Retype the data exactly. Spelling and punctuation stay as they are.

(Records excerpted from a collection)
● ● ● ●
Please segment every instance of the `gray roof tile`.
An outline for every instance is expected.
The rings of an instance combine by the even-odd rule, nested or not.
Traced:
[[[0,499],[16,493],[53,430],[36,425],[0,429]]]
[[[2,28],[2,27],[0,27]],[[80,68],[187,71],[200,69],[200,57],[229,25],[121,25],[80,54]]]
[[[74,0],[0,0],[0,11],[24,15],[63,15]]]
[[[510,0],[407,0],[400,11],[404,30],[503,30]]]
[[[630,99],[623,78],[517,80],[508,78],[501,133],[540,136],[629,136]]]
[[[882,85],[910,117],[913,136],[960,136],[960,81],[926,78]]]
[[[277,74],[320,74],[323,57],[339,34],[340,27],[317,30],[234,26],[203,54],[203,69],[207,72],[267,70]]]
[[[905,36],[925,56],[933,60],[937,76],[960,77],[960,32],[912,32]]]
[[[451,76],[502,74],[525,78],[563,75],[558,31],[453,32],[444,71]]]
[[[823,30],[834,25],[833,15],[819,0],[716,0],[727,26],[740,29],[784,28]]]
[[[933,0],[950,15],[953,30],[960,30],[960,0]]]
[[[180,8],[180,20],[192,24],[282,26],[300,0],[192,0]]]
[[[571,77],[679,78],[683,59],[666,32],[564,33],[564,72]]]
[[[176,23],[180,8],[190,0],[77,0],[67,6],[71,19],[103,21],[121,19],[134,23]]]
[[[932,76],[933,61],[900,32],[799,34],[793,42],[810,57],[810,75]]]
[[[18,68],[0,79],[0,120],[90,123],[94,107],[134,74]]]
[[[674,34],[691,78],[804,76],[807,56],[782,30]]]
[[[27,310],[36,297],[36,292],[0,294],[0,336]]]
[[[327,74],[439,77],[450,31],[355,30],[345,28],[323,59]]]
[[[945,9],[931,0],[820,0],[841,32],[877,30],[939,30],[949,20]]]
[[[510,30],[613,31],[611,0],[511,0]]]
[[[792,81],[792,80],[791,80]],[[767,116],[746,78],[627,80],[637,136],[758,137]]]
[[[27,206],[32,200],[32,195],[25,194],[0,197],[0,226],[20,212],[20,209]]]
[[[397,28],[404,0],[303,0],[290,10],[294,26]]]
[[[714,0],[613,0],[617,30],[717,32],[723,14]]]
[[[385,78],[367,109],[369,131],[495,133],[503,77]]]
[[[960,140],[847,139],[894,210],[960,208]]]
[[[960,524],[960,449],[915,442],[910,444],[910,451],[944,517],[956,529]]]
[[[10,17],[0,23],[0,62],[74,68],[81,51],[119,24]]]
● ● ● ●
## [EXERCISE RESPONSE]
Please segment every instance of the `gray roof tile`.
An outline for every instance is expected.
The rings of an instance combine by the even-odd rule, nested or not.
Traced:
[[[0,499],[16,493],[53,430],[36,425],[0,429]]]
[[[2,28],[2,27],[0,27]],[[80,68],[187,71],[200,69],[200,57],[229,25],[121,25],[80,54]]]
[[[74,0],[0,0],[0,11],[24,15],[63,15]]]
[[[510,0],[407,0],[400,11],[404,30],[503,30]]]
[[[630,99],[623,78],[517,80],[508,78],[501,133],[540,136],[629,136]]]
[[[882,85],[910,117],[913,136],[960,136],[960,81],[926,78]]]
[[[277,74],[320,74],[323,57],[339,34],[340,27],[317,30],[234,26],[203,54],[203,69],[207,72],[267,70]]]
[[[905,36],[925,56],[933,60],[937,76],[960,77],[960,32],[912,32]]]
[[[451,76],[502,74],[525,78],[563,75],[558,31],[453,32],[444,71]]]
[[[823,30],[834,25],[833,15],[819,0],[716,0],[727,26],[740,29],[784,28]]]
[[[933,0],[950,15],[953,30],[960,30],[960,0]]]
[[[180,8],[180,20],[192,24],[282,26],[300,0],[192,0]]]
[[[571,77],[679,78],[683,59],[666,32],[564,33],[564,72]]]
[[[176,23],[180,8],[190,0],[77,0],[67,6],[71,19],[103,21],[121,19],[134,23]]]
[[[932,76],[933,61],[900,32],[799,34],[793,42],[810,57],[810,75]]]
[[[18,68],[0,79],[0,120],[90,123],[94,107],[134,74]]]
[[[674,34],[691,78],[804,76],[807,56],[782,30]]]
[[[27,310],[36,297],[36,292],[0,294],[0,336]]]
[[[327,74],[439,77],[450,31],[355,30],[345,28],[323,59]]]
[[[945,9],[931,0],[820,0],[841,32],[877,30],[939,30],[949,20]]]
[[[510,30],[613,31],[611,0],[511,0]]]
[[[792,81],[792,80],[791,80]],[[767,116],[746,78],[627,80],[637,136],[758,137]]]
[[[27,206],[32,200],[32,195],[25,194],[0,197],[0,226],[20,212],[20,209]]]
[[[397,28],[404,0],[303,0],[290,10],[294,26]]]
[[[714,0],[613,0],[617,30],[717,32],[723,14]]]
[[[385,78],[367,109],[369,131],[495,133],[503,77]]]
[[[960,140],[847,139],[894,210],[960,208]]]
[[[960,524],[960,449],[915,442],[910,444],[910,451],[944,517],[956,529]]]
[[[10,17],[0,23],[0,62],[74,68],[81,51],[119,24]]]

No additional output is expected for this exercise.